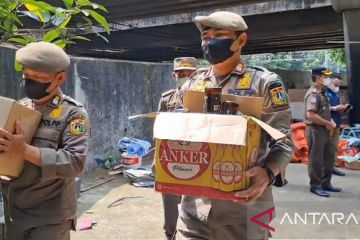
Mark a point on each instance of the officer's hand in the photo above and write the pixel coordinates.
(13, 144)
(259, 182)
(340, 108)
(330, 126)
(153, 169)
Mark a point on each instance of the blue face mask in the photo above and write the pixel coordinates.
(35, 90)
(217, 50)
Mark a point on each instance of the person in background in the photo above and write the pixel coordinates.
(336, 110)
(318, 133)
(170, 101)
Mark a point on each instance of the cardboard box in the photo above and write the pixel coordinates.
(207, 154)
(251, 106)
(353, 165)
(11, 111)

→ Task statement
The entries above need to be output again in full, exactly, and without pictures.

→ Result of the task
Mark a point on each instance of the officer's hand in the photo above and write the pixel coordinates.
(13, 144)
(259, 182)
(340, 108)
(330, 126)
(153, 169)
Mark a point on each instance of the blue face mask in the photo above and write the pixel coordinates.
(35, 90)
(217, 50)
Mark a point on each instance of the person in background in the photo above and write the pixel coordinates.
(336, 110)
(318, 133)
(170, 101)
Mark a point on each instance of the cardboard box in the photo above and write the pixel coordinates.
(207, 154)
(251, 106)
(353, 165)
(11, 111)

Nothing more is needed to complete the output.